_TASK_. Format the stretch of items from the line containing "I would be grateful for your help with the food" through the line containing "point(281, 257)" as a two-column CSV with the columns item_text and answer, one row per item. Put each value in one quoted field and turn any line breaks into spaces.

_PROVIDED ENTRIES_.
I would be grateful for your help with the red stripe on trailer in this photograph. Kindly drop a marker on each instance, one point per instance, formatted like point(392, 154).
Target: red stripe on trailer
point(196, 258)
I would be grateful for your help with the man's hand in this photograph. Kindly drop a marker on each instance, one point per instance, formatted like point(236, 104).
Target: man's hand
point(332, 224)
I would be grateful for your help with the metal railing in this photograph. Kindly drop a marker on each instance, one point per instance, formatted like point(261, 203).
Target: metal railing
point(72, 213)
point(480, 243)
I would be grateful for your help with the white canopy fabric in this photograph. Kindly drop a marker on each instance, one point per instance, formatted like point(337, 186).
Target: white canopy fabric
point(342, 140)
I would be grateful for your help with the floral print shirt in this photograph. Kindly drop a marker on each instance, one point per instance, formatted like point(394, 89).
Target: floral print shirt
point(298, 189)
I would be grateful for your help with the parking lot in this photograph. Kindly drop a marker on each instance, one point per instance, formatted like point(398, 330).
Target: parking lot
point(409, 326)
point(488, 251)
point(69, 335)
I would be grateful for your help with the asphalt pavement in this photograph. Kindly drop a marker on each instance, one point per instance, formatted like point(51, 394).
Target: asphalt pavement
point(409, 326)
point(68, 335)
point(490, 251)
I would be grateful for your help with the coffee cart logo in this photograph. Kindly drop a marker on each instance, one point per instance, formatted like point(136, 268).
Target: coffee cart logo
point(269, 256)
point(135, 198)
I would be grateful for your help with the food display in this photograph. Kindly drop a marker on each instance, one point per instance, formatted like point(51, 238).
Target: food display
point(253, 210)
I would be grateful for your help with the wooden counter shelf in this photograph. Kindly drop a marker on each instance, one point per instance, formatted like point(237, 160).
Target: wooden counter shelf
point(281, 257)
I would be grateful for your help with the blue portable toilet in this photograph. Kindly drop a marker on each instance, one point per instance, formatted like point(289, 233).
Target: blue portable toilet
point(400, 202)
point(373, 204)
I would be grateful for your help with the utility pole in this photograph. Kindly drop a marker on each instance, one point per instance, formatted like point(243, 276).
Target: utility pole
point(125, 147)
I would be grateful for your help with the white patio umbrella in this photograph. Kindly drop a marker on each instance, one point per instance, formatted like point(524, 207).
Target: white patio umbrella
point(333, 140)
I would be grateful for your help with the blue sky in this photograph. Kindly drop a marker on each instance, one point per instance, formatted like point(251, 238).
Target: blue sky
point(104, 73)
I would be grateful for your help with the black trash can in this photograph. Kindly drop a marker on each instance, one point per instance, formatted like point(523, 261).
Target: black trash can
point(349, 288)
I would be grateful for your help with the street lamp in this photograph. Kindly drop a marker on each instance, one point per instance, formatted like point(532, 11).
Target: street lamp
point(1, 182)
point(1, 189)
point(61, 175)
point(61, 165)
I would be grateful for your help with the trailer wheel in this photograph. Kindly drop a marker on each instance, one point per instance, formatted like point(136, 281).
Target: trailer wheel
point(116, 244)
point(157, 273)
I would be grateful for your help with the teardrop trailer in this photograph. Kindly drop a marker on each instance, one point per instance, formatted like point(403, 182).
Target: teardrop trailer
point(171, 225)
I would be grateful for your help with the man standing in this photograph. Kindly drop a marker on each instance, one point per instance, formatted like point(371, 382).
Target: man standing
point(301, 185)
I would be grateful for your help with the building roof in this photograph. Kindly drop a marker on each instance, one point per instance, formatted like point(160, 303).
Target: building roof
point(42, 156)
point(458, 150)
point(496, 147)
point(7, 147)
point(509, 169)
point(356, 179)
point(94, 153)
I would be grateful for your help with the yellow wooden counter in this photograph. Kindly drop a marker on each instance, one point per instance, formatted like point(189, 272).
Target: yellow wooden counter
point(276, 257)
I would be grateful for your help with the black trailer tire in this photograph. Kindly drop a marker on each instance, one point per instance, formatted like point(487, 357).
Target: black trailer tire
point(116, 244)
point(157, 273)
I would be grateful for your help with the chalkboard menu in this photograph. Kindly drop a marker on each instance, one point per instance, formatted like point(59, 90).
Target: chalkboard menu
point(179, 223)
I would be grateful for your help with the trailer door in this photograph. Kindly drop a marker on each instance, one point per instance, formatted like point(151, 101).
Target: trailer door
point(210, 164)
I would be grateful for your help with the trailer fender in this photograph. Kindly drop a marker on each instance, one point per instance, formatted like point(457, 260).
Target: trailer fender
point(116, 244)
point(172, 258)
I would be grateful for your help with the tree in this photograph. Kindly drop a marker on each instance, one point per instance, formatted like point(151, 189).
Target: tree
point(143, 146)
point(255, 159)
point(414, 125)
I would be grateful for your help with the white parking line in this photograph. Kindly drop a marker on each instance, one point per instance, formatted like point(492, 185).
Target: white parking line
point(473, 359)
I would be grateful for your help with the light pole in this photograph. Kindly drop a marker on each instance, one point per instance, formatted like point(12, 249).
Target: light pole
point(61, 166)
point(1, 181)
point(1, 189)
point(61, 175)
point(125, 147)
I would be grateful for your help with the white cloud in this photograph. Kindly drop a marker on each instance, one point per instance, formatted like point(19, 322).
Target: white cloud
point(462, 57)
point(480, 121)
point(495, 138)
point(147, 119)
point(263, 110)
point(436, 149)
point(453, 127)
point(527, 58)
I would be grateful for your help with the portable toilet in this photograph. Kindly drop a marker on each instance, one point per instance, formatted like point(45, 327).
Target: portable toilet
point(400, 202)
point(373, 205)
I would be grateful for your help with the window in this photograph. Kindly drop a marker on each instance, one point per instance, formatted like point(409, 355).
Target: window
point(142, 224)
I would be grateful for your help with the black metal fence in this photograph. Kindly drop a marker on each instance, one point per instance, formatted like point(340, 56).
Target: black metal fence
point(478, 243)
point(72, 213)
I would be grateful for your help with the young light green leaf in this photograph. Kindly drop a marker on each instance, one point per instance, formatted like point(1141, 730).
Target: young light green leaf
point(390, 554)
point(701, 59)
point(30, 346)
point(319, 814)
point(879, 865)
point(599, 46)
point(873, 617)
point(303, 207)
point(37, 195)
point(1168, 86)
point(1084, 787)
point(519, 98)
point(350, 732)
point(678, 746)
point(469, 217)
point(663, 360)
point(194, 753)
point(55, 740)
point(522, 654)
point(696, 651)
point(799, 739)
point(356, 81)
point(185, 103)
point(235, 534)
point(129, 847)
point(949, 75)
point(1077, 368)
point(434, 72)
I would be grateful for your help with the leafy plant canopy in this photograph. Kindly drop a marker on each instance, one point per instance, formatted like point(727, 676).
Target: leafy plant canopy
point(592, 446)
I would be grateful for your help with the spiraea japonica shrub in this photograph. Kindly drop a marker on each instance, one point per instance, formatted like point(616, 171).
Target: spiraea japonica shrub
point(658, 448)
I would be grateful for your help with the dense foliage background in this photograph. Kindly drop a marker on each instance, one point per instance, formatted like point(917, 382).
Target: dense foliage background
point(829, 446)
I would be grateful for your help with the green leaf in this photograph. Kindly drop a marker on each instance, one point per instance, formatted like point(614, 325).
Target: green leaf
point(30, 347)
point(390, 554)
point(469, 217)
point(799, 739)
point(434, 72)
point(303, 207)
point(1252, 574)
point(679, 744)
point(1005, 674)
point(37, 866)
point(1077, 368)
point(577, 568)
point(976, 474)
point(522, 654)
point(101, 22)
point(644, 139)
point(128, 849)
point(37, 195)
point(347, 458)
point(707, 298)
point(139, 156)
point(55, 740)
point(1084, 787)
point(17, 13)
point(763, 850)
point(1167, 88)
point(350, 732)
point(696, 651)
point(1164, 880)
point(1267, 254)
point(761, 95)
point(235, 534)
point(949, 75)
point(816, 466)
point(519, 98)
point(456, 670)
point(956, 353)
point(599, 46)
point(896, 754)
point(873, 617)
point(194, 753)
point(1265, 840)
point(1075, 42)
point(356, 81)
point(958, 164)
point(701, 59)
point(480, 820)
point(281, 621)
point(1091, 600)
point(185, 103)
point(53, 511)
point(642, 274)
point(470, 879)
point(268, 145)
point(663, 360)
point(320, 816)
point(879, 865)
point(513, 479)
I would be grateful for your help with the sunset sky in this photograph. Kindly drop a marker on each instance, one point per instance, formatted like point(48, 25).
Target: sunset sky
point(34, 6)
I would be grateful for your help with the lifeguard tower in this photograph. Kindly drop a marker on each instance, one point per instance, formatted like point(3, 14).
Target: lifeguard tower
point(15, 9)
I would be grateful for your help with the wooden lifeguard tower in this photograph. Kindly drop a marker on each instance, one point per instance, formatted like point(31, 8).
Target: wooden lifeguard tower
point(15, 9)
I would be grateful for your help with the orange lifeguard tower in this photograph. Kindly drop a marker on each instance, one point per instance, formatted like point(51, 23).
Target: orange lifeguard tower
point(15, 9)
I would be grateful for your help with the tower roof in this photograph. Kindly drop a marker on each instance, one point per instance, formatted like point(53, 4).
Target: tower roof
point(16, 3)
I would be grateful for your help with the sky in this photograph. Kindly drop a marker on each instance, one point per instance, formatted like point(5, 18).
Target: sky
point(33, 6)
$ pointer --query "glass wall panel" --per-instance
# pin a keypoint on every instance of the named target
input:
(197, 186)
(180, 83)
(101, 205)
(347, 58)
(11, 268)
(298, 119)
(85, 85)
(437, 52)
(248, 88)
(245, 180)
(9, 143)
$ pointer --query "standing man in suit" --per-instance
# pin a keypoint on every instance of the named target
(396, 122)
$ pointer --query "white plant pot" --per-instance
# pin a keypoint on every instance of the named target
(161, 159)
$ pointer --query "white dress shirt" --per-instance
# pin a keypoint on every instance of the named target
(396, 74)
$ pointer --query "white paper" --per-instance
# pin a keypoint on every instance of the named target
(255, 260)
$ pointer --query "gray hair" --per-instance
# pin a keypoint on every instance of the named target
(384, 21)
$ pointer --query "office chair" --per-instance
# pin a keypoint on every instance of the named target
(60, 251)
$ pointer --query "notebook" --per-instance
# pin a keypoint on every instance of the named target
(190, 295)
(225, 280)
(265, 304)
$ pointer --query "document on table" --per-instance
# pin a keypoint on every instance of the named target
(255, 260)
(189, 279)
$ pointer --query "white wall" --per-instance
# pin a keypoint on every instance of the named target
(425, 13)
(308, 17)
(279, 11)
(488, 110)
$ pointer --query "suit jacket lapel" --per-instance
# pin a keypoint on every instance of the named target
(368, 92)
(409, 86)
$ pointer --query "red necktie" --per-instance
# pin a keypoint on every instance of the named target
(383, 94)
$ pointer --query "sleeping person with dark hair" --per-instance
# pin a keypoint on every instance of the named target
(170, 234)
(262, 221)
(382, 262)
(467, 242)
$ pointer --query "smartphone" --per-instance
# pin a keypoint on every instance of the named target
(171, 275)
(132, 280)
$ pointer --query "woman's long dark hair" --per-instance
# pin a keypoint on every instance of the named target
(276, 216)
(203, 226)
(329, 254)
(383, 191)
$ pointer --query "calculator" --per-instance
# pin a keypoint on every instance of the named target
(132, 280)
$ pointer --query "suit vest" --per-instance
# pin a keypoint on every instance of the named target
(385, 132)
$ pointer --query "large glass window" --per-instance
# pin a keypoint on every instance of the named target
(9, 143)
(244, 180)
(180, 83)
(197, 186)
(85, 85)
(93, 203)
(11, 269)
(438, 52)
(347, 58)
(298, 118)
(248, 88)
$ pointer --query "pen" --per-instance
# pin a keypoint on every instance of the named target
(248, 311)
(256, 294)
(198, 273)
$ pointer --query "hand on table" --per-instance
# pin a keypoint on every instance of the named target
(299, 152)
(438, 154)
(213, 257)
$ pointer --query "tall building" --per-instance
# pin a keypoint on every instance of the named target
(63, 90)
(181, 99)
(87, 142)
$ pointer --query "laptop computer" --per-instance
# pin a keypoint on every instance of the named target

_RESPONSE FOR THIS EXERCISE_.
item_text,answer
"I would be grateful for your help with the food display in this photograph. Kindly drop a marker on each instance, one point per instance, formatted like point(51, 238). Target: food display","point(253, 210)"
"I would be grateful for your help with the wooden counter shelf in this photograph. Kindly drop a marker on each instance, one point per instance, formatted like point(237, 160). Target: wooden counter shelf","point(281, 257)"